> WORK INSTRUCTIONS
Can you rewrite every line, starting with the line that contains "For sports analytics purposes, locate the tiled" and going on through the end of the records? Keep the wording the same, but multiply each bounding-box coordinate by 1.35 and round it to a whole number, with halves rounded up.

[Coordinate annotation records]
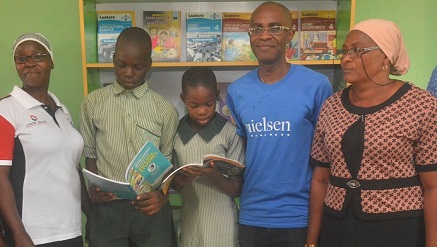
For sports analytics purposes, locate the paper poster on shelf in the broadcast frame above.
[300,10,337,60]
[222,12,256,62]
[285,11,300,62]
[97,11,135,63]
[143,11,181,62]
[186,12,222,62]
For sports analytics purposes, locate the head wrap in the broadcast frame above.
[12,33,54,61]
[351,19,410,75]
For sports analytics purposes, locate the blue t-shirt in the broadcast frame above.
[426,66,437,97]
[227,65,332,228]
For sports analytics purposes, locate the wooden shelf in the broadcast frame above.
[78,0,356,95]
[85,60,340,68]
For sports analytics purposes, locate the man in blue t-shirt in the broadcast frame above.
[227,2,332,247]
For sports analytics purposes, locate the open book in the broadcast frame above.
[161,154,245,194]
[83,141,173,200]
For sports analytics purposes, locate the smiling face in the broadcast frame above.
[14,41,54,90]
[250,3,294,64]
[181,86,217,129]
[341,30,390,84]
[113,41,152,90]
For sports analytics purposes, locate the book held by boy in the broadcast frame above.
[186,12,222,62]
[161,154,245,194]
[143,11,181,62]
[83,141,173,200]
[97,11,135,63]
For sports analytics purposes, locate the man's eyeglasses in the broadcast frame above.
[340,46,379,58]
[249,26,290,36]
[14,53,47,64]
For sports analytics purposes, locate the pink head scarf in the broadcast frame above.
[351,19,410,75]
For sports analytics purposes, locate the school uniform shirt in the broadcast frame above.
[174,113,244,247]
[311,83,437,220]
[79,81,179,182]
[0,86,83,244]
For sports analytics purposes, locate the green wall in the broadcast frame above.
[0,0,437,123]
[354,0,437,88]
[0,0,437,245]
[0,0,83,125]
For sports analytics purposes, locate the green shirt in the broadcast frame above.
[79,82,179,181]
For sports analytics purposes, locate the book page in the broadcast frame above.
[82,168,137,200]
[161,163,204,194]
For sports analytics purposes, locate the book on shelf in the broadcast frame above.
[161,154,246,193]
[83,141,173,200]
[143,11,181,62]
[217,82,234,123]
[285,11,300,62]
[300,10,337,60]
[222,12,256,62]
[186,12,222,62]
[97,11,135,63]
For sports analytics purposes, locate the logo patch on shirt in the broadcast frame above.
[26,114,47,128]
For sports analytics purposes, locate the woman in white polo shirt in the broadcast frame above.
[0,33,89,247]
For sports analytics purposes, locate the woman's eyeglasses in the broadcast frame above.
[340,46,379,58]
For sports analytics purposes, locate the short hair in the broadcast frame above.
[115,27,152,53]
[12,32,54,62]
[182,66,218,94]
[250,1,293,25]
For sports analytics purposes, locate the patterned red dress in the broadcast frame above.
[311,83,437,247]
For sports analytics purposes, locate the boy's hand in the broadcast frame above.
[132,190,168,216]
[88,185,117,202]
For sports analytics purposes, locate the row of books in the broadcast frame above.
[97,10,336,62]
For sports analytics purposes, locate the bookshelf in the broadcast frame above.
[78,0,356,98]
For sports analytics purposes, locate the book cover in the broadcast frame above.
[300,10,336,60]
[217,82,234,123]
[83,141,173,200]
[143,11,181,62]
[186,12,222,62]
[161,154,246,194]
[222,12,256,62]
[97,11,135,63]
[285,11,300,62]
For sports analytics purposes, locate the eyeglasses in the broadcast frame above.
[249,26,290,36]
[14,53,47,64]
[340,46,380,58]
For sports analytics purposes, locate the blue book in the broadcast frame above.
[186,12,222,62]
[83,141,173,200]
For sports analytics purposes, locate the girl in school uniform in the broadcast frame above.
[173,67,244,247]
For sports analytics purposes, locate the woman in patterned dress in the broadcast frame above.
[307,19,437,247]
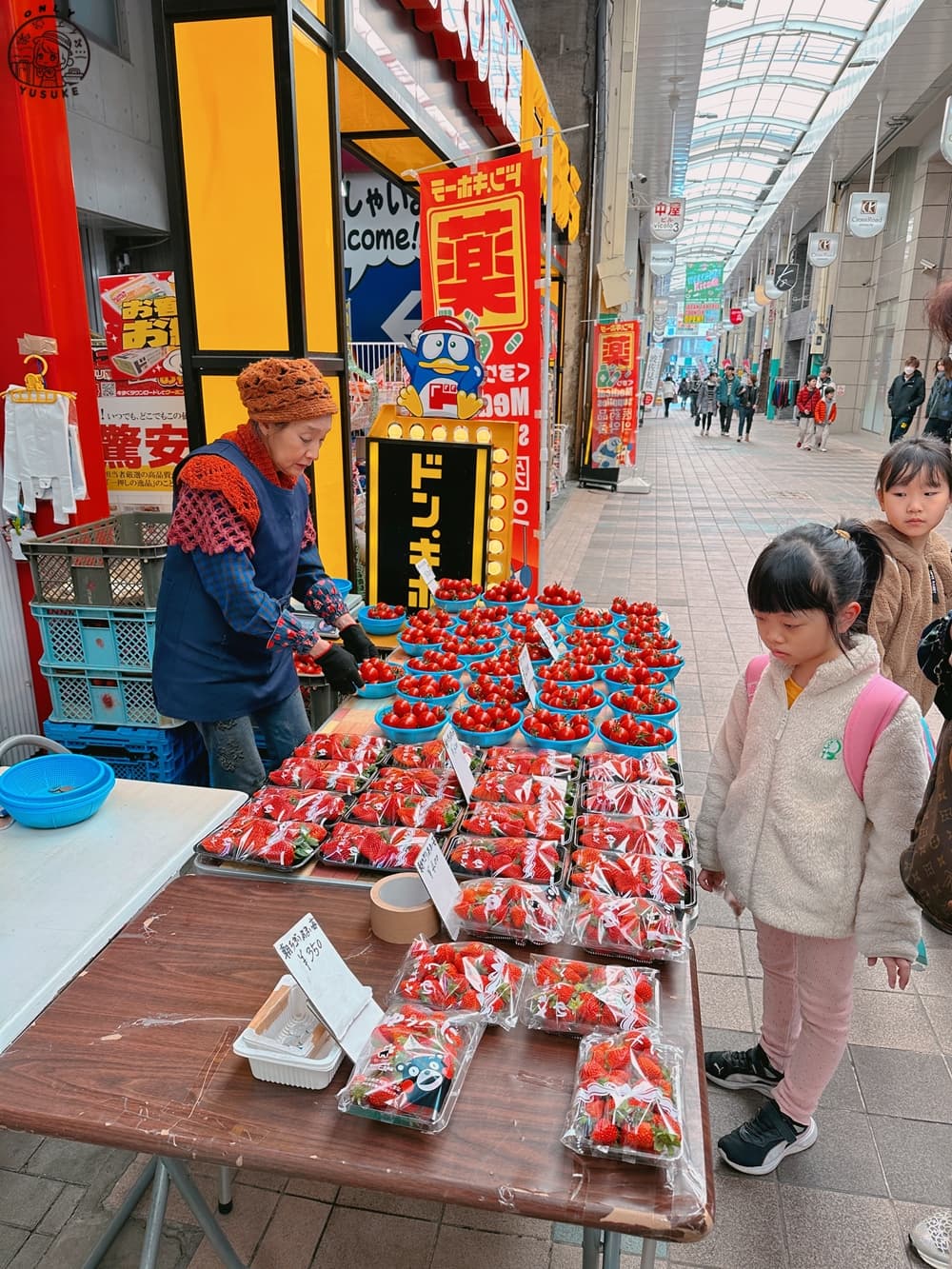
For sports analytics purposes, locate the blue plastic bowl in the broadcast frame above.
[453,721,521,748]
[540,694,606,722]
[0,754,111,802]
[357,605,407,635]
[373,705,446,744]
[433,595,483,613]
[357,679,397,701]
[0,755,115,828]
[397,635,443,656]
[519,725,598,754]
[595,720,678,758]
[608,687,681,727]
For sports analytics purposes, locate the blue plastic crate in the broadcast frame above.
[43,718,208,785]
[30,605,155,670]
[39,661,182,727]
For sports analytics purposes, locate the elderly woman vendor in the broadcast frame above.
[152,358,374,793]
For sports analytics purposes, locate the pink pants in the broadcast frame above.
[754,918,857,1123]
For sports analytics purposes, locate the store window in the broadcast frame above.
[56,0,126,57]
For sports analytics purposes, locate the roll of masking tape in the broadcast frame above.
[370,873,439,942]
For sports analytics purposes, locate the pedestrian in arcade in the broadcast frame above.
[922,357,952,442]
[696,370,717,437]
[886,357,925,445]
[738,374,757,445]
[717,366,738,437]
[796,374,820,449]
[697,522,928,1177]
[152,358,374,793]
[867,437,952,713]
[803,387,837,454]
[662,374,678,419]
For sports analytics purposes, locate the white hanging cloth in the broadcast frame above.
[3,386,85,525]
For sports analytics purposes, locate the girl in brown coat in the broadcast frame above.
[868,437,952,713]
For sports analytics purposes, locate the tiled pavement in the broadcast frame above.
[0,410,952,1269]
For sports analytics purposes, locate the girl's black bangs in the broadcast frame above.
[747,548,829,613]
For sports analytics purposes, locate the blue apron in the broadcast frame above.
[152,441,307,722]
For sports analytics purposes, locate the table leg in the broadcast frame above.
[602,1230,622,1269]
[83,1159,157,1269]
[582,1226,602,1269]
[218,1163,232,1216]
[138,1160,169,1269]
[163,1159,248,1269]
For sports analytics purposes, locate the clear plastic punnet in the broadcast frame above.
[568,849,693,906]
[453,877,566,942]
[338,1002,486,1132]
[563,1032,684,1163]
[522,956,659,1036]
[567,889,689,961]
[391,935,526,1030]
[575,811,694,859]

> FINISHED TASK
For sports analytics purposes, locate the tiled pavement in the broadcast frame above.
[0,554,1285,1713]
For sports analytics purposes, locate the girl's black bangs in the broadcast frame above.
[1008,740,1119,828]
For sports analytics purposes, locate the blue apron in the broadcast frame above.
[205,595,414,975]
For sports analytics purposes, locate the table leg in the broadcast frame above.
[813,1661,840,1713]
[112,1565,212,1713]
[786,1655,813,1713]
[294,1570,313,1642]
[186,1566,228,1713]
[220,1565,335,1713]
For sports analytics purposes, locate the clear plastic punnet in the broadcast frame above.
[767,1146,936,1223]
[612,1184,764,1272]
[456,1353,656,1528]
[760,1393,923,1570]
[705,1291,890,1399]
[765,1200,930,1297]
[528,1262,710,1391]
[776,1095,937,1160]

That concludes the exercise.